---------- Source document
The Ake decision required that the basic tools of an adequate defense be provided by the state to an indigent defendant. It was ignored by Judge Jones in both the Fritz and the Williamson trials.

Forensic evidence was a crucial part of the prosecution. Jerry Peters, Larry Mullins, Mary Long, Susan Land, and Melvin Hett were all experts. Ron was left with only Barney, a competent courtroom advocate, but, sadly, one unable to see the evidence.

The state rested after Melvin Hett. At the beginning of the trial, Barney waived his opening statement, reserving it for the start of his defense. It was a risky maneuver. Most defense lawyers can't wait to address the jurors early on to begin sowing doubt about the state's evidence. The opening statement and the closing argument are the only stages in a trial when a lawyer can directly address the jury, and they are opportunities too ripe to pass up.

Barney, after the state rested, surprised everyone by again waiving his right to an opening statement. No reason was given, none was required, but it was a very unusual tactic. Barney called to the stand seven straight jailers. All denied they had ever heard Ron Williamson in any way implicate himself in the Carter murder.

Wayne Joplin was the Pontotoc County court clerk. Barney called him as a witness to review the records of Terri Holland. She had been arrested in New Mexico in October 1984 and hauled back to Ada and placed in jail, where she promptly helped solve two sensational murder cases, though she waited two years to inform the police about Ron's dramatic confession to her. She pleaded guilty to the bad-check charges, received a fiveyear sentence with three suspended, and was ordered to pay court costs of $70, restitution of $527.09, $225 for attorneys' fees at the rate of $50 per month, $10 a month to the Department of Corrections, and $50 a month to the Crime Victims Compensation Fund. She made one payment of $50 in May 1986, then all was apparently forgiven.

Barney was down to his last witness, the defendant himself. Allowing Ron to testify was risky. He was volatile-earlier in the day he had lashed out at Terri Holland-and the jury was already afraid of him. He had a criminal record, which Peterson would hammer him with, attacking his credibility. No one was certain how much, if any, of his meds he was receiving. He was angry and unpredictable, and, worst of all, he had not been prepped by his lawyer.

Barney asked for a conference at the bench and said to Judge Jones: "Now then, the fun starts. I'd like to have a recess to do whatever I can as far as having any kind of calming influence on him. He seems-well, he hasn't been jumping up and down. I'm ready to have a recess anyway."

"You're down to one possible witness?" Judge Jones asked.

"I'm down to one, yeah, and I think you're using the right term too, Judge."

When they adjourned for the noon recess, Ron was led downstairs on his way to the jail. He saw the victim's father and yelled, "Charlie Carter, I did not kill your daughter!" The deputies hustled him away even faster.

At 1:00 p.m., he was sworn in. After a few preliminary questions, he denied having any conversation with Terri Holland and denied ever meeting Debbie Carter.

When did he first learn of Carter's death? Barney asked. "On December the 8th, my sister, Annette Hudson, called over to the house, and mother answered the telephone. And I heard mother say, 'Well, I know Ronnie didn't do it because he was at home.' And I asked mother what that was about. She said that Annette had called and said that there had been a girl killed in our neighborhood."

The lack of preparation became more apparent a few minutes later when Barney asked the witness about first meeting Gary Rogers.
--------------------
__Exercise requirements__:
1. In the trial account, how many jailers did Barney call to the stand in a row?
2. Resume the trial account after its last sentence and continue it.
---------- Listed entries
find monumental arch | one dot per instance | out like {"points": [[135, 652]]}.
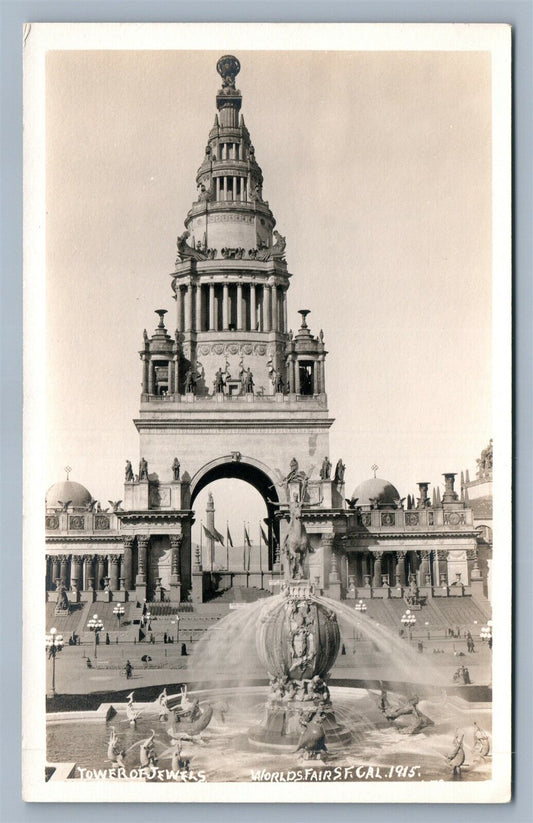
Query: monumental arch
{"points": [[231, 392]]}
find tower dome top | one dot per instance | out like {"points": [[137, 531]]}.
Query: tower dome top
{"points": [[68, 490], [375, 491]]}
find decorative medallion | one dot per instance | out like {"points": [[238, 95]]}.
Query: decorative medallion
{"points": [[453, 518]]}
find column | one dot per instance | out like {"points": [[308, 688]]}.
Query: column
{"points": [[198, 307], [239, 306], [176, 385], [425, 573], [75, 572], [211, 307], [170, 376], [401, 578], [127, 565], [225, 306], [55, 571], [253, 309], [179, 309], [266, 308], [188, 308], [100, 571], [377, 569], [145, 373], [113, 561], [63, 573], [175, 581], [275, 310], [88, 561], [142, 547]]}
--------------------
__Response list__:
1. Seven.

2.
Ron said, "And it was just shortly after that that I went down to the station and gave a lie detector test." Barney almost choked: "Ronnie, don't-you're not supposed to talk about that."

Any mention of a polygraph in front of the jury was prohibited. Had the state done so, a mistrial would have been in order. No one had bothered to inform Ron. Seconds later he stepped out of bounds again when he described an incident with Dennis Fritz. "I was with Dennis Fritz and we were going down the road and I told him that Dennis Smith had called me back and told me the results of the polygraph test had been inconclusive." Barney plowed ahead and changed the subject. They talked briefly about Ron's conviction on the forged instrument. Then a few questions about where he was on the night of the murder. Barney finished with a feeble "Did you kill Debbie Carter?"

"No sir. I did not." "I believe that's all."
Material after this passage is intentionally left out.